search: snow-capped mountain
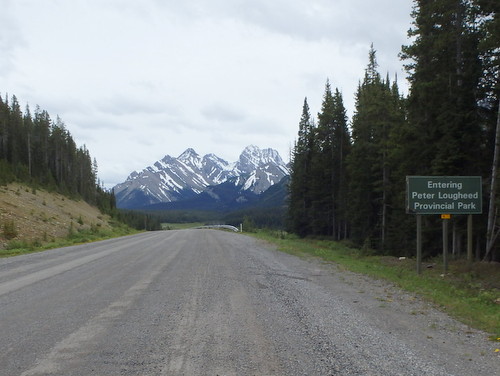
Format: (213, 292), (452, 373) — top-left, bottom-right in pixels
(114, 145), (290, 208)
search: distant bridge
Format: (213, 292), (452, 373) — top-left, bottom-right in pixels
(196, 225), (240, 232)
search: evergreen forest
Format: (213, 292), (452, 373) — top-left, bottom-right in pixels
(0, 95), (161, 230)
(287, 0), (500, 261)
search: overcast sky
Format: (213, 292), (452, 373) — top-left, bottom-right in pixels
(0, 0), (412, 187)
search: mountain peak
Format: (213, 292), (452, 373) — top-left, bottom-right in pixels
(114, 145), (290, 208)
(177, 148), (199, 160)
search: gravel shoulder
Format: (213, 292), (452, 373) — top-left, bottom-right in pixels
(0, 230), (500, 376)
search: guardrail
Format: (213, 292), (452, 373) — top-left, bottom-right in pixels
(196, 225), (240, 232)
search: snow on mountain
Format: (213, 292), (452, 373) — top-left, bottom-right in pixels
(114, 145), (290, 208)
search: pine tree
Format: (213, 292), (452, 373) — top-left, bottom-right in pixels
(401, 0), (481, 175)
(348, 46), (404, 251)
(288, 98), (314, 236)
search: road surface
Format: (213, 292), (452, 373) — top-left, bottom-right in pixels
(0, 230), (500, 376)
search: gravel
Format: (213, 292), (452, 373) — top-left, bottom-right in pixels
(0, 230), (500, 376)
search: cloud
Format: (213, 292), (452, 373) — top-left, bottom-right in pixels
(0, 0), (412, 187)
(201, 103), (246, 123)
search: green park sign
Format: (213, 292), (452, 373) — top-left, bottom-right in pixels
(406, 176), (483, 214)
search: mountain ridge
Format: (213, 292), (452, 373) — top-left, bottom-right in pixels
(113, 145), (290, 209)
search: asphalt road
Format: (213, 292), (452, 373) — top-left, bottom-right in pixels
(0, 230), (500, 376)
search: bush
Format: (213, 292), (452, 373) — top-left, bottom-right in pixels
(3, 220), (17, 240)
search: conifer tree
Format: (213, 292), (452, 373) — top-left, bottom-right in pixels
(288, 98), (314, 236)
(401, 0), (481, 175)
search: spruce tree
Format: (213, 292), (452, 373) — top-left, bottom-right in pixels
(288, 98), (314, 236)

********************

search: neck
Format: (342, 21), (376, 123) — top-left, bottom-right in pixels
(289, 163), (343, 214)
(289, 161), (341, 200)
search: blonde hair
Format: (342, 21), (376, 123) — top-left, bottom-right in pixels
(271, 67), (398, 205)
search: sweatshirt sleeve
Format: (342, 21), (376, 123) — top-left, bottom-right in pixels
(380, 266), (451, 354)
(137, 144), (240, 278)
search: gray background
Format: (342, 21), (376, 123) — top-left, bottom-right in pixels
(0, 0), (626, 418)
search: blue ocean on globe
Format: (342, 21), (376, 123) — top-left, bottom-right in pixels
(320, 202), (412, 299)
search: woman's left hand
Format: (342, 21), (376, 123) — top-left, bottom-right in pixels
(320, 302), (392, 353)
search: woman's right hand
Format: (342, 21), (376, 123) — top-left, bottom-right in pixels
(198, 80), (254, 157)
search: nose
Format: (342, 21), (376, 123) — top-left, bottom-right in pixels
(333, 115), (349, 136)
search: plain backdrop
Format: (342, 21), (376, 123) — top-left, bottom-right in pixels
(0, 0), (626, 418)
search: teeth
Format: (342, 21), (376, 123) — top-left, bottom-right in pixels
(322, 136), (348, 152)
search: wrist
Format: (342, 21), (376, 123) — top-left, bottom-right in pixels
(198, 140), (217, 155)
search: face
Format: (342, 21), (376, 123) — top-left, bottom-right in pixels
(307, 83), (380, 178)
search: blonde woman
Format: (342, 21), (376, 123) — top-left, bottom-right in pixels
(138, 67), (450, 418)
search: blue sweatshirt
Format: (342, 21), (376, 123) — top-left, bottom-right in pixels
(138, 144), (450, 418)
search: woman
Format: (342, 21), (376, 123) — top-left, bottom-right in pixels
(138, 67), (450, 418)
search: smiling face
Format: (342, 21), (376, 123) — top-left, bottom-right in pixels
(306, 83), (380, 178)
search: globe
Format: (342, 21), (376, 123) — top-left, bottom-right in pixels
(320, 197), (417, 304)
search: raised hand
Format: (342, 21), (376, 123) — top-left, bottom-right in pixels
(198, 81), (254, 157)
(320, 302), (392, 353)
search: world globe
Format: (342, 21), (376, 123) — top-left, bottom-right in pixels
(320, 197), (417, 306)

********************

__THE TASK__. Can you convert the lines of the listing between the line holding "search: plain backdrop" and the line holding "(320, 197), (417, 306)", inclusive, into a JSON list of strings with one string per line, leaving out any blank lines?

__THE REPLY__.
[
  "search: plain backdrop",
  "Format: (342, 21), (376, 123) — top-left, bottom-right in pixels",
  "(0, 0), (626, 418)",
  "search: teeth",
  "Format: (342, 21), (376, 123) — top-left, bottom-right in pixels",
  "(322, 136), (348, 152)",
  "search: wrist",
  "Format: (342, 21), (376, 123) — top-left, bottom-right in pixels",
  "(198, 140), (217, 155)",
  "search: face",
  "Format: (342, 21), (376, 123) — top-left, bottom-right in pixels",
  "(307, 83), (380, 178)",
  "search: blonde woman",
  "Format: (342, 21), (376, 123) — top-left, bottom-right in pixels",
  "(138, 67), (450, 418)",
  "search: blue sweatshirt",
  "Format: (342, 21), (376, 123) — top-left, bottom-right in pixels",
  "(138, 144), (450, 418)",
  "search: woman",
  "Format: (342, 21), (376, 123) — top-left, bottom-right in pixels",
  "(138, 67), (450, 418)",
  "search: smiling face",
  "Format: (342, 21), (376, 123) — top-left, bottom-right in pixels",
  "(306, 83), (380, 178)",
  "search: globe",
  "Format: (342, 21), (376, 123) — top-left, bottom-right in pixels",
  "(320, 197), (417, 304)",
  "search: raised hand",
  "Format: (342, 21), (376, 123) — top-left, bottom-right in pixels",
  "(198, 81), (254, 157)",
  "(320, 302), (392, 353)",
  "search: world globe",
  "Format: (342, 21), (376, 123) — top-left, bottom-right in pixels",
  "(320, 197), (417, 306)"
]